** Opening TASK DATA block **

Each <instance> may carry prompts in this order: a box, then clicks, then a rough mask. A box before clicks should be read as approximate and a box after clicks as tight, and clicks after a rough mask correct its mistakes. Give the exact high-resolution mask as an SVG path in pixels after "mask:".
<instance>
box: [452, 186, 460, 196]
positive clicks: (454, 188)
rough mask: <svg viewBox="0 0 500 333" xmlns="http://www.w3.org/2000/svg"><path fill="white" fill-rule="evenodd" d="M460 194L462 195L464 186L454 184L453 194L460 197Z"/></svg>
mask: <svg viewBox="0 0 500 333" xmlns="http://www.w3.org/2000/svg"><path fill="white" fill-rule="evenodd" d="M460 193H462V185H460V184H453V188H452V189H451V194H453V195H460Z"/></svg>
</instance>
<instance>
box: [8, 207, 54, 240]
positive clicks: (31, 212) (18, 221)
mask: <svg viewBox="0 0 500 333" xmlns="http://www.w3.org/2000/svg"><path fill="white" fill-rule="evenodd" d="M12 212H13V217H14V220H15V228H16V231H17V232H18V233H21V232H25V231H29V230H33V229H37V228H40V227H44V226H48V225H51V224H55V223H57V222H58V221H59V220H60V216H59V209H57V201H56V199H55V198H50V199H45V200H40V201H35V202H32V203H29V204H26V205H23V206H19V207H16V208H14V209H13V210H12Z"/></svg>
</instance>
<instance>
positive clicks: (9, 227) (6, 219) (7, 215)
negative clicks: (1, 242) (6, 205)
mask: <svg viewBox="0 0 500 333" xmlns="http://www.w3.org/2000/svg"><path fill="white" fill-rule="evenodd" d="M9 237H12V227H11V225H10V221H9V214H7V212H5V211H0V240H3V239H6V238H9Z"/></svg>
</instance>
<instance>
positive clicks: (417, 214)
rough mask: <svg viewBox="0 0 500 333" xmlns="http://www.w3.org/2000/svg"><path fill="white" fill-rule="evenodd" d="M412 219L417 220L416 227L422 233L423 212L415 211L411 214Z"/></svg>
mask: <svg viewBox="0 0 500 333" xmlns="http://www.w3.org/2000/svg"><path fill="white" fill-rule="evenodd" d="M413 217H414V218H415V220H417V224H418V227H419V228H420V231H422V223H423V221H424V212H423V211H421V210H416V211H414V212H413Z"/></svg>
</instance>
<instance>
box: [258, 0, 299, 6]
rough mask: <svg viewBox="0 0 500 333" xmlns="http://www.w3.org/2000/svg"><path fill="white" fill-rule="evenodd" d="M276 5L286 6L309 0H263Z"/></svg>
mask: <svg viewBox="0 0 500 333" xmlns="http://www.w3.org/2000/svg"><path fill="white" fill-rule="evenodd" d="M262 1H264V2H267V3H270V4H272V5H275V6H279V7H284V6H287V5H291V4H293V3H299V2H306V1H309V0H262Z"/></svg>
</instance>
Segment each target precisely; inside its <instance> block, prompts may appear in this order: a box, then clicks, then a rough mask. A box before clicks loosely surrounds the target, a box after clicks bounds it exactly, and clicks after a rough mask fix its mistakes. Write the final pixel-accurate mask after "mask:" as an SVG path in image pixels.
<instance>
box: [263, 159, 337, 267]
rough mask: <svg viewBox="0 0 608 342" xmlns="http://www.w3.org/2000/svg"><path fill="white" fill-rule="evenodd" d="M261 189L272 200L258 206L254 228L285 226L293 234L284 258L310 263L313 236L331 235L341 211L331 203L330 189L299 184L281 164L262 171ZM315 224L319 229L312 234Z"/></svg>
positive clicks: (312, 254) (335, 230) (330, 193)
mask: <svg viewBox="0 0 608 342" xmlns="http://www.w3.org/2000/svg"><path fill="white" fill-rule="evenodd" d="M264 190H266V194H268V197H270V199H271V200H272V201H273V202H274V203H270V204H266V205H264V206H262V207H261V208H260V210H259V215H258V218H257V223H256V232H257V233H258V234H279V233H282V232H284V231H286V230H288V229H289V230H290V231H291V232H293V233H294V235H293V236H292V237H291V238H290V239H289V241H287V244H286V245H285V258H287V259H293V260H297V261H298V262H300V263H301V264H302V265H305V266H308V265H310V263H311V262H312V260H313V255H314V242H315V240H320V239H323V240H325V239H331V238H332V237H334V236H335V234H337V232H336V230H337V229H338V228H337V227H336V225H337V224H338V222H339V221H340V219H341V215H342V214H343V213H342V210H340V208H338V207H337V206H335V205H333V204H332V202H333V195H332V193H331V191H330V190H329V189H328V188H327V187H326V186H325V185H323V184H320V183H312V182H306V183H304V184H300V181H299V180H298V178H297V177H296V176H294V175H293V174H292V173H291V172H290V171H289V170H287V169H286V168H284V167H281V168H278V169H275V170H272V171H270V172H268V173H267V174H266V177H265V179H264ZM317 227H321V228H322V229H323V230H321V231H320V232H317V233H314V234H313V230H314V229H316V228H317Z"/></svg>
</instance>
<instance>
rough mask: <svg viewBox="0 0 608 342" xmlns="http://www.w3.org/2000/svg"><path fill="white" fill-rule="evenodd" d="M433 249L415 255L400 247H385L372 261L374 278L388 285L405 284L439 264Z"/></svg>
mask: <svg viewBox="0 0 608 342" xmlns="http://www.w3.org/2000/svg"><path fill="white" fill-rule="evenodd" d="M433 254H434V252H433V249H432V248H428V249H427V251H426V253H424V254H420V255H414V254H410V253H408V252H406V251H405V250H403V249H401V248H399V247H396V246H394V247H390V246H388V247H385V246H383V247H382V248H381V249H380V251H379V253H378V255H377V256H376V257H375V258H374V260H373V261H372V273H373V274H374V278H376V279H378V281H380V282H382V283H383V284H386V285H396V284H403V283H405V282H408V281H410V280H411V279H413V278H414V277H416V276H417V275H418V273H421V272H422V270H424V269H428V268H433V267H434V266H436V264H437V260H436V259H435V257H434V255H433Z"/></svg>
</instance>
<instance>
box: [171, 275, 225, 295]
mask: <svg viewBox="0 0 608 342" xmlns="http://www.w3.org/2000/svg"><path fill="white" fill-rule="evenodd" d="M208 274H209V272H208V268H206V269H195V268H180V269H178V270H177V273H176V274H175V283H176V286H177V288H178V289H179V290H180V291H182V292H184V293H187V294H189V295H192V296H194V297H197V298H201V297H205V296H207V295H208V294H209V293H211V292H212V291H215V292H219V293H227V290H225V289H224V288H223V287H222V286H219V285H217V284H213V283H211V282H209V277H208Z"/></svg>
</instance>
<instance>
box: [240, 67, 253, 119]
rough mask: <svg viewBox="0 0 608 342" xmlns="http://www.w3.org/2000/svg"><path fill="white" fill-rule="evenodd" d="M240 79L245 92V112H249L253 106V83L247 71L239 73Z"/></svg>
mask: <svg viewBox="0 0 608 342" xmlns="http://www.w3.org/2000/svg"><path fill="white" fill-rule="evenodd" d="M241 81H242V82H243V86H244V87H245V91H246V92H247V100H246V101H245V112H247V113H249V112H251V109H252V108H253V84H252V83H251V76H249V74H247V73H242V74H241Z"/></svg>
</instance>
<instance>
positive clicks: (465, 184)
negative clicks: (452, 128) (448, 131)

** Closing TASK DATA block **

Update the entries above by changing every "rough mask" to "coarse mask" and leaving everything else as it is.

Each <instance> may carry prompts in this order: a box, then clicks, then a coarse mask. A box before clicks should be read as approximate and a box after clicks as tight, and clicks after a coarse mask correct its mistakes. Give the exact high-resolution mask as an SVG path in pixels after "mask:".
<instance>
box: [452, 186, 460, 196]
positive clicks: (454, 188)
coarse mask: <svg viewBox="0 0 500 333" xmlns="http://www.w3.org/2000/svg"><path fill="white" fill-rule="evenodd" d="M460 194L462 195L464 186L454 184L453 194L460 197Z"/></svg>
mask: <svg viewBox="0 0 500 333" xmlns="http://www.w3.org/2000/svg"><path fill="white" fill-rule="evenodd" d="M460 193H462V185H460V184H453V188H452V189H451V194H453V195H460Z"/></svg>
</instance>
<instance>
box: [8, 207, 54, 240]
positive clicks: (31, 212) (18, 221)
mask: <svg viewBox="0 0 500 333" xmlns="http://www.w3.org/2000/svg"><path fill="white" fill-rule="evenodd" d="M12 212H13V217H14V220H15V228H16V231H17V232H18V233H21V232H25V231H29V230H33V229H37V228H40V227H44V226H48V225H51V224H55V223H57V222H58V221H59V220H60V216H59V209H57V201H56V199H55V198H50V199H45V200H40V201H35V202H32V203H29V204H26V205H23V206H19V207H16V208H14V209H13V210H12Z"/></svg>
</instance>
<instance>
positive clicks: (9, 227) (6, 219) (7, 215)
negative clicks: (1, 242) (6, 205)
mask: <svg viewBox="0 0 500 333" xmlns="http://www.w3.org/2000/svg"><path fill="white" fill-rule="evenodd" d="M9 237H12V227H11V225H10V221H9V214H7V212H5V211H0V240H3V239H6V238H9Z"/></svg>
</instance>
<instance>
positive clicks: (417, 214)
coarse mask: <svg viewBox="0 0 500 333" xmlns="http://www.w3.org/2000/svg"><path fill="white" fill-rule="evenodd" d="M412 219L417 220L416 227L422 233L423 212L415 211L411 214Z"/></svg>
mask: <svg viewBox="0 0 500 333" xmlns="http://www.w3.org/2000/svg"><path fill="white" fill-rule="evenodd" d="M413 217H414V218H415V220H417V224H418V227H419V228H420V231H422V223H423V221H424V212H423V211H421V210H416V211H414V212H413Z"/></svg>
</instance>
<instance>
box: [258, 0, 299, 6]
coarse mask: <svg viewBox="0 0 500 333" xmlns="http://www.w3.org/2000/svg"><path fill="white" fill-rule="evenodd" d="M276 5L286 6L309 0H263Z"/></svg>
mask: <svg viewBox="0 0 500 333" xmlns="http://www.w3.org/2000/svg"><path fill="white" fill-rule="evenodd" d="M262 1H264V2H267V3H270V4H272V5H275V6H279V7H284V6H287V5H291V4H293V3H299V2H306V1H309V0H262Z"/></svg>
</instance>
Segment each target precisely; inside its <instance> block, prompts may appear in this order: a box, then clicks, then a coarse mask. A box before clicks loosely surrounds the target, a box after clicks bounds it exactly, and clicks after a coarse mask fix its mistakes. Write the final pixel-accurate mask after "mask:" as an SVG path in image pixels.
<instance>
box: [263, 159, 337, 267]
coarse mask: <svg viewBox="0 0 608 342" xmlns="http://www.w3.org/2000/svg"><path fill="white" fill-rule="evenodd" d="M261 189L272 200L258 206L254 228L285 226L293 234L284 258L310 263L313 236L331 235L341 211L331 203L330 189L299 184L281 164L262 171ZM315 224L319 229L312 234Z"/></svg>
positive clicks: (312, 254) (335, 230) (330, 193)
mask: <svg viewBox="0 0 608 342" xmlns="http://www.w3.org/2000/svg"><path fill="white" fill-rule="evenodd" d="M264 190H266V194H268V197H270V199H271V200H272V201H273V202H274V203H270V204H266V205H264V206H262V207H261V208H260V210H259V215H258V218H257V223H256V232H257V233H258V234H279V233H282V232H284V231H286V230H288V229H289V230H290V231H291V232H293V233H294V235H293V236H292V237H291V238H290V239H289V241H287V244H286V245H285V258H287V259H293V260H297V261H298V262H300V263H301V264H302V265H305V266H308V265H310V263H311V262H312V260H313V255H314V242H315V240H320V239H323V240H325V239H331V238H332V237H334V236H335V234H337V232H336V230H337V229H338V228H337V227H336V225H337V224H338V222H339V221H340V219H341V215H342V214H343V213H342V210H340V208H338V207H337V206H335V205H333V204H332V202H333V195H332V193H331V191H330V190H329V189H328V188H327V187H326V186H325V185H323V184H320V183H312V182H306V183H304V184H300V181H299V180H298V178H297V177H296V176H294V175H293V174H292V173H291V172H290V171H289V170H287V169H286V168H284V167H281V168H278V169H275V170H272V171H270V172H268V173H267V174H266V177H265V179H264ZM317 227H321V228H322V229H323V230H321V231H320V232H317V233H314V234H313V230H314V229H316V228H317Z"/></svg>
</instance>
<instance>
coarse mask: <svg viewBox="0 0 608 342" xmlns="http://www.w3.org/2000/svg"><path fill="white" fill-rule="evenodd" d="M433 249L415 255L400 247H385L372 261L374 278L388 285L405 284L439 264Z"/></svg>
mask: <svg viewBox="0 0 608 342" xmlns="http://www.w3.org/2000/svg"><path fill="white" fill-rule="evenodd" d="M433 254H434V252H433V249H432V248H428V249H427V251H426V253H424V254H420V255H414V254H410V253H408V252H406V251H405V250H403V249H401V248H399V247H396V246H394V247H390V246H388V247H385V246H383V247H382V248H381V249H380V251H379V253H378V255H377V256H376V257H375V258H374V260H373V261H372V273H373V274H374V278H376V279H378V281H380V282H382V283H383V284H386V285H396V284H403V283H405V282H408V281H410V280H411V279H413V278H414V277H416V276H417V275H418V273H421V272H422V270H424V269H428V268H433V267H434V266H436V264H437V260H436V259H435V257H434V255H433Z"/></svg>
</instance>
<instance>
box: [171, 275, 225, 295]
mask: <svg viewBox="0 0 608 342" xmlns="http://www.w3.org/2000/svg"><path fill="white" fill-rule="evenodd" d="M208 274H209V272H208V268H206V269H195V268H180V269H178V270H177V273H176V274H175V283H176V286H177V288H178V289H179V290H180V291H182V292H184V293H187V294H189V295H192V296H194V297H197V298H201V297H205V296H207V295H208V294H209V293H211V292H212V291H215V292H219V293H227V290H225V289H224V288H223V287H222V286H219V285H217V284H213V283H211V282H209V277H208Z"/></svg>
</instance>
<instance>
box: [240, 67, 253, 119]
coarse mask: <svg viewBox="0 0 608 342" xmlns="http://www.w3.org/2000/svg"><path fill="white" fill-rule="evenodd" d="M240 79L245 92V112H249L253 106V83L247 71L239 73Z"/></svg>
mask: <svg viewBox="0 0 608 342" xmlns="http://www.w3.org/2000/svg"><path fill="white" fill-rule="evenodd" d="M241 81H242V82H243V86H244V87H245V91H246V92H247V100H246V101H245V112H247V113H249V112H251V109H252V108H253V84H252V83H251V76H249V74H247V73H242V74H241Z"/></svg>
</instance>
<instance>
positive clicks: (465, 184)
negative clicks: (452, 128) (448, 131)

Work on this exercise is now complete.